DATA EXTRACTS section start

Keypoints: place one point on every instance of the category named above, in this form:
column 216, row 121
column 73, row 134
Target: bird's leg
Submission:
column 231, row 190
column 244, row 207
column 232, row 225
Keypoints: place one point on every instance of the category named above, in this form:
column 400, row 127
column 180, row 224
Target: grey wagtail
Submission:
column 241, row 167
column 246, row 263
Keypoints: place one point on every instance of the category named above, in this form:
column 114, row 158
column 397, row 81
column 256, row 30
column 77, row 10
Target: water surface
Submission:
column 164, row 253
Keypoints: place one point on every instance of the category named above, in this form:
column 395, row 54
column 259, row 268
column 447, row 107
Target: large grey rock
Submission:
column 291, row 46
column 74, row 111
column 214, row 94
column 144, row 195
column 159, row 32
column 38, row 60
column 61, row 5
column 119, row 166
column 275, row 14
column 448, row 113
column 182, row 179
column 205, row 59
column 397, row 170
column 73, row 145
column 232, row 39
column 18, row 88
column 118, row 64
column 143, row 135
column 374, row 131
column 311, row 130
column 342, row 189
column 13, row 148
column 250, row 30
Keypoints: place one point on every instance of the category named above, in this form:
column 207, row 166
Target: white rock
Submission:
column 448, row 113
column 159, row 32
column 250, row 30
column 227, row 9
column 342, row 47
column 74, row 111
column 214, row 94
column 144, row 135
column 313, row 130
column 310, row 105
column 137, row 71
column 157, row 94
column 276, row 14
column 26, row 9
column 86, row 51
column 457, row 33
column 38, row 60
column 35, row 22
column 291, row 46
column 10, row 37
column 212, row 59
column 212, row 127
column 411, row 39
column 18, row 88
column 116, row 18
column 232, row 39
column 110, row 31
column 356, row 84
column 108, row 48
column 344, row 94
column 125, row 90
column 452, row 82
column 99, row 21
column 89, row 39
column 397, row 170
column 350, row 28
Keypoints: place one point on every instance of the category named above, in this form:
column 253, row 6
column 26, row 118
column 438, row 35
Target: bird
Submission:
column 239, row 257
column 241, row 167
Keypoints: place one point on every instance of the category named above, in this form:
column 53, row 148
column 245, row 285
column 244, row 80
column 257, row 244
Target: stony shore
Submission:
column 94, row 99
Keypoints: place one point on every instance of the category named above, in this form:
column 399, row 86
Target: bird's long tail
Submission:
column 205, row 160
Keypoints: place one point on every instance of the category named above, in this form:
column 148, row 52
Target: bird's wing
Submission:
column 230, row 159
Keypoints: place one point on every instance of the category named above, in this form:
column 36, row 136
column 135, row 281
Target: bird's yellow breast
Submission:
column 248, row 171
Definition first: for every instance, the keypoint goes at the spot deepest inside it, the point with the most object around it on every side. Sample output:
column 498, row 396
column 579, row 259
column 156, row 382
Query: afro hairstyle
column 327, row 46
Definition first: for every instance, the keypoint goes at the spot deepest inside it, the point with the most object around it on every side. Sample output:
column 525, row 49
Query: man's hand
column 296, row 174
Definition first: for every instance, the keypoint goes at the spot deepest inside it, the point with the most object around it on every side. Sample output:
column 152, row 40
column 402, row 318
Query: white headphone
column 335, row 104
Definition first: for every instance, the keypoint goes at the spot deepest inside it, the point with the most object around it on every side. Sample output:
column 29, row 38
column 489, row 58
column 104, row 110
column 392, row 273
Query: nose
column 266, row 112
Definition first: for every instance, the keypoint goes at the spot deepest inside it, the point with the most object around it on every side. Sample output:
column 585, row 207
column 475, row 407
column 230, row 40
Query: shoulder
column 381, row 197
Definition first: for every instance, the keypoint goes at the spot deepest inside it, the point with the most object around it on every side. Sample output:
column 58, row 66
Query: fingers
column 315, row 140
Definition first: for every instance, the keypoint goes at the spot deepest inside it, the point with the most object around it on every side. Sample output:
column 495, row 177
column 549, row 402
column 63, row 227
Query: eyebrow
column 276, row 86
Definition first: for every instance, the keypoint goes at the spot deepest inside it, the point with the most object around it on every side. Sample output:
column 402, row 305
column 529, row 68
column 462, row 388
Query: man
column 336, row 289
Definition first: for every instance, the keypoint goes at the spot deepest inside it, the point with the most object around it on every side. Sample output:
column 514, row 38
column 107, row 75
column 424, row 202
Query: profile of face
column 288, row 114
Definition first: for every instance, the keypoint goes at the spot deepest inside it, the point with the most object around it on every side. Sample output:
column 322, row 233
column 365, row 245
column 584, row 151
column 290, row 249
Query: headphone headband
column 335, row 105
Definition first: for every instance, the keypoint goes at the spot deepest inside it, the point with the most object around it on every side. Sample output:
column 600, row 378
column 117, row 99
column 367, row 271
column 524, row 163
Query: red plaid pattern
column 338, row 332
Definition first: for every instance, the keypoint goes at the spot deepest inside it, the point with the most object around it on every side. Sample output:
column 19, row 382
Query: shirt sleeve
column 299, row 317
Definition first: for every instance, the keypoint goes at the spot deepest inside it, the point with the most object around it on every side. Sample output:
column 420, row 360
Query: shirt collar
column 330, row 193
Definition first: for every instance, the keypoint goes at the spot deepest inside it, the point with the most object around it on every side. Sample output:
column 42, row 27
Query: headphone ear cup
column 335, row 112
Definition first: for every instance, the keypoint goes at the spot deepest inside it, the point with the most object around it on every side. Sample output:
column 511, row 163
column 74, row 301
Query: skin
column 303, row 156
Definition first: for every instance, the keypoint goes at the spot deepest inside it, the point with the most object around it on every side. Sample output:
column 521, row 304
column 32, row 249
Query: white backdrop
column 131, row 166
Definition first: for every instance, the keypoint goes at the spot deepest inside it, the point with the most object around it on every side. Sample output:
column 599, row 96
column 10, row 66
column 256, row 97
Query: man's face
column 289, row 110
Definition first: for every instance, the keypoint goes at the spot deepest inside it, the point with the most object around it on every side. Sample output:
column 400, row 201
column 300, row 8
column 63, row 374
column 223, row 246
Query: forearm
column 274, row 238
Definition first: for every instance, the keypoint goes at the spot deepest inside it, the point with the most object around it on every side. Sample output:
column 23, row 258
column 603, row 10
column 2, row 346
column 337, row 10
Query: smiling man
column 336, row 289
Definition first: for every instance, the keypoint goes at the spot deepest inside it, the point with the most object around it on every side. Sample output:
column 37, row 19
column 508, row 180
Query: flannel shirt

DATA EXTRACTS section end

* YOUR TASK *
In full and without changes, copy the entries above.

* ANSWER *
Keypoints: place one point on every instance of the category named above, in this form:
column 216, row 121
column 73, row 134
Target: bird's leg
Submission:
column 231, row 190
column 244, row 207
column 232, row 225
Keypoints: place one point on every instance of the category named above, in this form:
column 400, row 127
column 180, row 224
Target: grey wagtail
Submission:
column 241, row 167
column 246, row 263
Keypoints: place one point on every instance of the category named above, in this form:
column 114, row 158
column 397, row 81
column 256, row 30
column 77, row 10
Target: water surface
Submission:
column 164, row 253
Keypoints: place one point on every instance of the category named above, in this form:
column 395, row 54
column 259, row 268
column 447, row 107
Target: large grey rock
Submission:
column 291, row 46
column 74, row 111
column 214, row 94
column 144, row 195
column 159, row 32
column 38, row 60
column 61, row 5
column 119, row 166
column 275, row 14
column 448, row 113
column 182, row 179
column 205, row 59
column 397, row 170
column 73, row 145
column 232, row 39
column 18, row 88
column 118, row 64
column 143, row 135
column 374, row 131
column 311, row 130
column 342, row 189
column 13, row 148
column 250, row 30
Keypoints: place one point on every instance of the category named above, in this form:
column 207, row 166
Target: white rock
Submission:
column 448, row 113
column 159, row 32
column 250, row 30
column 227, row 9
column 342, row 47
column 74, row 111
column 214, row 94
column 144, row 135
column 313, row 130
column 310, row 105
column 137, row 71
column 157, row 94
column 276, row 14
column 26, row 9
column 86, row 51
column 457, row 33
column 38, row 60
column 35, row 22
column 291, row 46
column 10, row 37
column 212, row 59
column 212, row 127
column 411, row 39
column 18, row 88
column 116, row 18
column 232, row 39
column 110, row 31
column 356, row 84
column 108, row 48
column 344, row 94
column 125, row 90
column 452, row 82
column 99, row 21
column 89, row 39
column 397, row 170
column 350, row 28
Keypoints: place one point on every instance of the category named above, in this form:
column 253, row 6
column 26, row 118
column 438, row 35
Target: bird
Submission:
column 239, row 257
column 241, row 167
Keypoints: place one point on every instance of the category named above, in this form:
column 53, row 148
column 245, row 285
column 244, row 80
column 257, row 244
Target: stony shore
Submission:
column 94, row 99
Keypoints: place one point on every instance of the category named above, in this form:
column 399, row 86
Target: bird's long tail
Submission:
column 205, row 160
Keypoints: place one point on every instance of the category named above, in this form:
column 148, row 52
Target: bird's wing
Submission:
column 230, row 159
Keypoints: place one point on every instance of the category named above, in this form:
column 36, row 136
column 135, row 281
Target: bird's yellow breast
Submission:
column 248, row 171
Definition first: for every instance, the keypoint goes at the spot deepest inside it, the point with the most object around it on every side. Sample output:
column 498, row 396
column 579, row 259
column 156, row 382
Query: afro hairstyle
column 327, row 46
Definition first: for every instance, the keypoint goes at the spot deepest inside it, the point with the most object around it on every side. Sample output:
column 525, row 49
Query: man's hand
column 296, row 174
Definition first: for every instance, the keypoint goes at the spot deepest inside it, the point with the most object around it on every side. Sample output:
column 152, row 40
column 402, row 318
Query: white headphone
column 335, row 104
Definition first: for every instance, the keypoint goes at the spot deepest inside it, the point with the most object around it on every side. Sample output:
column 29, row 38
column 489, row 58
column 104, row 110
column 392, row 273
Query: nose
column 266, row 112
Definition first: for every instance, the keypoint goes at the spot deepest inside it, the point with the most object around it on every side. Sample output:
column 585, row 207
column 475, row 407
column 230, row 40
Query: shoulder
column 381, row 197
Definition first: for every instance, the keypoint goes at the spot deepest inside it, the point with the most object around it on every side. Sample output:
column 58, row 66
Query: fingers
column 315, row 140
Definition first: for every instance, the keypoint goes at the spot deepest inside it, the point with the most object around it on every side. Sample output:
column 495, row 177
column 549, row 402
column 63, row 227
Query: eyebrow
column 276, row 86
Definition first: for every instance, the keypoint goes at the spot deepest inside it, the point with the most object around it on every side. Sample output:
column 402, row 305
column 529, row 68
column 462, row 388
Query: man
column 336, row 289
Definition first: for every instance, the keypoint goes at the spot deepest inside it, the point with the most object around it on every side. Sample output:
column 514, row 38
column 107, row 75
column 424, row 202
Query: profile of face
column 288, row 114
Definition first: for every instance, the keypoint goes at the spot deepest inside it, the point with the most object around it on every side. Sample output:
column 322, row 233
column 365, row 245
column 584, row 151
column 290, row 249
Query: headphone headband
column 335, row 105
Definition first: for every instance, the keypoint goes at the spot deepest inside it, the point with the most object around it on every side. Sample output:
column 600, row 378
column 117, row 99
column 367, row 271
column 524, row 163
Query: red plaid pattern
column 338, row 332
Definition first: for every instance, the keypoint goes at the spot deepest inside it, the point with the most object around it on every side. Sample output:
column 19, row 382
Query: shirt sleeve
column 299, row 317
Definition first: for every instance, the keypoint goes at the spot deepest inside it, the point with the most object around it on every side. Sample output:
column 420, row 360
Query: shirt collar
column 330, row 193
Definition first: for every instance, the keypoint goes at the spot deepest inside it, the point with the most object around it on every side. Sample output:
column 42, row 27
Query: headphone ear cup
column 335, row 112
Definition first: for every instance, the keypoint goes at the spot deepest inside it, the point with the most object around it on every side. Sample output:
column 511, row 163
column 74, row 301
Query: skin
column 303, row 156
Definition first: for every instance, the keypoint goes at the spot deepest inside it, the point with the most object around it on every side. Sample output:
column 521, row 304
column 32, row 249
Query: white backdrop
column 131, row 166
Definition first: for every instance, the keypoint goes at the spot deepest inside it, the point with the most object around it on every side. Sample output:
column 599, row 96
column 10, row 66
column 256, row 97
Query: man's face
column 289, row 110
Definition first: for every instance, the keypoint goes at the spot deepest inside it, the point with the most object around it on every side. Sample output:
column 400, row 201
column 300, row 8
column 63, row 374
column 223, row 246
Query: forearm
column 274, row 238
Definition first: for every instance, the keypoint goes at the spot deepest inside it, the point with the most object around it on every side. Sample output:
column 23, row 258
column 603, row 10
column 2, row 346
column 337, row 10
Query: smiling man
column 336, row 289
Definition first: for every instance, the keypoint goes at the spot deepest inside it, the point with the most object around it on every side. Sample output:
column 37, row 19
column 508, row 180
Query: flannel shirt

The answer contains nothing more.